§ Job 1: In the forum thread on pogies, what two other names are given for a pogie?
§ Job 2: Repeat word for word a passage of the forum thread on pogies, starting with "Neat to see" and going on through "get a touch.".

§ Text extract:
Guess who disagreed (commercial fisherman), who continued to pull out drum fish at a record pace. Anyone come across a drum fish lately?????

Black Drum (http://www.huntstats.com/black_drum.html)

:lossinit:

Van
05-25-2005, 07:51 AM
I live in Mass....


Whats a POGIE ?????????? :mad: :mad: :mad:

cheferson
05-25-2005, 07:54 AM
Menhaden, bunker

likwid
05-25-2005, 07:58 AM
You mean there's some left? :hs:

Its been close to 10-15 years since I've seen a big school of menhaden in Buzzards Bay.

Van
05-25-2005, 07:58 AM
Menhaden, bunker

I was kidding, I have not seen them in my waters in 10 years.

Saltheart
05-25-2005, 08:14 AM
I can't ebleive they stiill allow them in the Bay. I thought RI made some restrictions a couple of years ago like they can't go above prudence Island or something???

Offshore24
05-25-2005, 09:42 AM
We used to have pogies in Maine. I remember late 80's we had massive killoff in the rivers due to them using up all the O2 and killing themselves. Then there were the Russians with their processing ship hanging off Harpswell. They'd hang out and send net boats out for weeks. Catching them all. It has never been the same. They are all gone now.. And the blues went with them. I used to catch blues that were 3-ft long. Now the blues should be looking over their shoulder for the mackerel to come and bite em in the butt. :realmad:

BrianS
05-25-2005, 10:00 AM
I remeber 10-11 years ago fishing in the Taunton River with pogies from shore to shore... and this was WAY up the river in sight of the TMLP plant..

Neat to see seals that far up the river.


About that same time, my uncle was about to put his boat out of plymouth and inside the jetty there were hordes of pogies being chased by hordes of big blues... the water was red in alot of spots... lasted for quite awhile...

sad we may never see that type of stuff again... or at least a long while.

redlite
05-25-2005, 10:01 AM
I got an adult pogie tangled in my line while eelin in the canal the other night. I live lined it for 3 hours and didn't even get a touch.
I almost didn't even know what it was when I pulled in my line. Been so long since I've actually seen one alive. A truly lucky catch. Too bad mamma bass was around to eat it.

fishweewee
05-25-2005, 10:14 AM
Ah. Kwit yer bitching and go hire some bored Navy SEALs to attach some limpet mines on the hulls of those bunker boats and blow them to smithereens. :bl2:

Would make a hell of a chum slick. :hihi:

jettyjockey18
05-25-2005, 11:24 AM
About that same time, my uncle was about to put his boat out of plymouth and inside the jetty there were hordes of pogies being chased by hordes of big blues... the water was red in alot of spots... lasted for quite awhile...

sad we may never see that type of stuff again... or at least a long while.

i haven't snagged a pogy off the plymouth jetty since sept '95...and it aint from lack of effort...used to know when commercial striper season started becaused there'd be 20 boats all with gill nets stretched across the channel...

§ Supplied material:
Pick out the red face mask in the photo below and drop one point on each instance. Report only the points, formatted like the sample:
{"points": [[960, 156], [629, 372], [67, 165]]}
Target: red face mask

§ Written reply 1: Menhaden and bunker.

§ Written reply 2:
Neat to see seals that far up the river.


About that same time, my uncle was about to put his boat out of plymouth and inside the jetty there were hordes of pogies being chased by hordes of big blues... the water was red in alot of spots... lasted for quite awhile...

sad we may never see that type of stuff again... or at least a long while.

redlite
05-25-2005, 10:01 AM
I got an adult pogie tangled in my line while eelin in the canal the other night. I live lined it for 3 hours and didn't even get a touch.